→ List of tasks:
1. Answer these from the Acacia octonervia article:
(a) How many raised nerves do the phyllodes have?
(b) Which species is Acacia octonervia closely related to?
(c) Between which two rivers does the plant's range extend?
2. Reproduce word for word the passage of the Acacia octonervia article starting at "Acacia octonervia is" and ending at "produces cream-yellow flowers.".

---- Extract

Scientific classification
- Kingdom: Plantae
- Clade: Tracheophytes
- Clade: Angiosperms
- Clade: Eudicots
- Clade: Rosids
- Order: Fabales
- Family: Fabaceae
- Subfamily: Caesalpinioideae
- Clade: Mimosoid clade
- Genus: Acacia
- Species: A. octonervia
- Binomial name: Acacia octonervia R.S.Cowan & Maslin

= Acacia octonervia =

- Genus: Acacia
- Species: octonervia
- Authority: R.S.Cowan & Maslin

Species of legume

Acacia octonervia is a shrub of the genus Acacia and the subgenus Plurinerves that is endemic to a small area along the south western coast of Australia.

==Description==
The spreading shrub typically grows to a height of 0.1 to 0.5 m It has glabrous red-brown branchlets that can seem quite shiny and are covered in narrowly triangular and persistent stipules that have a length of 1.5 to 2 mm. Like most species of Acacia it has phyllodes rather than true leaves. The rigid, cylindrical, green and erect phyllodes are straight to slightly curved with a length of 1 to 5 cm and a diameter of 1 to 1.5 mm and have eight distant raised nerves. It blooms from August to November and produces cream-yellow flowers.

==Taxonomy==
It is closely related to Acacia sulcata and belongs to the A. sulcata group of Acacias.

==Distribution==
It is native to an area in the Great Southern and Goldfields-Esperance regions of Western Australia where it is commonly situated on undulating plains and on lateritic rises growing in gravelly sandy, sandy-clay or loamy soils. The range of the plant extends from the Fitzgerald River in the west to around the Young River in the east with outlying populations found near Boxwood Hill further to the west. It is usually found as a part of dense low heath, open mallee and open dwarf scrubland communities.

--------
---- Excerpted data

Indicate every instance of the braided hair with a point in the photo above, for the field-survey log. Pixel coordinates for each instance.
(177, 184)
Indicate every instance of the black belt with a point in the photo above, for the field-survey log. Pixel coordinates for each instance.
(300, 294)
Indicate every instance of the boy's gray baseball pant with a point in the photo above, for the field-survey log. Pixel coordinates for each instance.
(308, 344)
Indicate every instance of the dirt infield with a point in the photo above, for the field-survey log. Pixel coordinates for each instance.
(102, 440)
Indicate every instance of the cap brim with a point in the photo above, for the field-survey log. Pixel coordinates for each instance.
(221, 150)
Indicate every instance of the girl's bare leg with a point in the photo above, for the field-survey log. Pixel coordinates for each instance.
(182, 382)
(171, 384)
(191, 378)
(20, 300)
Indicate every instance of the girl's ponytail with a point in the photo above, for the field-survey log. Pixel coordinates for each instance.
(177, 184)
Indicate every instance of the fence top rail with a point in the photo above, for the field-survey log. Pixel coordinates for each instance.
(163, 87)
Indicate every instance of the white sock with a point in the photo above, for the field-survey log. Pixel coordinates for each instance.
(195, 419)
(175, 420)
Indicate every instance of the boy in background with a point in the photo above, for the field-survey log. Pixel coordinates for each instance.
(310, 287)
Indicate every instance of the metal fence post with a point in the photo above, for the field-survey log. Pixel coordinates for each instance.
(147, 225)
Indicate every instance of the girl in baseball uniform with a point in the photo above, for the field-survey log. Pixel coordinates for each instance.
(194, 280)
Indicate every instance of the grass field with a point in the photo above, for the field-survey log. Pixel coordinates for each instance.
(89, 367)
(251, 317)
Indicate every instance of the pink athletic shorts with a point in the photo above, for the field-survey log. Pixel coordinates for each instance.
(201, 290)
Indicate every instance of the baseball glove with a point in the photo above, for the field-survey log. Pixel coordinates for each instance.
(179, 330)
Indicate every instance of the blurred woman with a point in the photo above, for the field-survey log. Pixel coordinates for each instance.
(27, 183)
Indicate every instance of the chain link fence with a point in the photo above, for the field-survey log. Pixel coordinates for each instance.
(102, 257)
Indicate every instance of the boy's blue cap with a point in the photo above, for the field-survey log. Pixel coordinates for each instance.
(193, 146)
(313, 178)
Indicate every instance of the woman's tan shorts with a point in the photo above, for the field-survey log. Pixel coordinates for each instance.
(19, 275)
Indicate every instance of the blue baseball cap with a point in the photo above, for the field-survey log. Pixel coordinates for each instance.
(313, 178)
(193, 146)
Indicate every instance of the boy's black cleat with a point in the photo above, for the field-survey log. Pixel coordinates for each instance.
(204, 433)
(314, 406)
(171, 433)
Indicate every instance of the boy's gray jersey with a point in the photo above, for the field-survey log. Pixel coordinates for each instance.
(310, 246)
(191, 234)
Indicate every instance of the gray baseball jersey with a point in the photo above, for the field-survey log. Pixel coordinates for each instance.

--------

→ Task-by-task answers:
1.
(a) Eight.
(b) Acacia sulcata.
(c) The Fitzgerald River in the west and the Young River in the east.

2.
Acacia octonervia is a shrub of the genus Acacia and the subgenus Plurinerves that is endemic to a small area along the south western coast of Australia.

==Description==
The spreading shrub typically grows to a height of 0.1 to 0.5 m It has glabrous red-brown branchlets that can seem quite shiny and are covered in narrowly triangular and persistent stipules that have a length of 1.5 to 2 mm. Like most species of Acacia it has phyllodes rather than true leaves. The rigid, cylindrical, green and erect phyllodes are straight to slightly curved with a length of 1 to 5 cm and a diameter of 1 to 1.5 mm and have eight distant raised nerves. It blooms from August to November and produces cream-yellow flowers.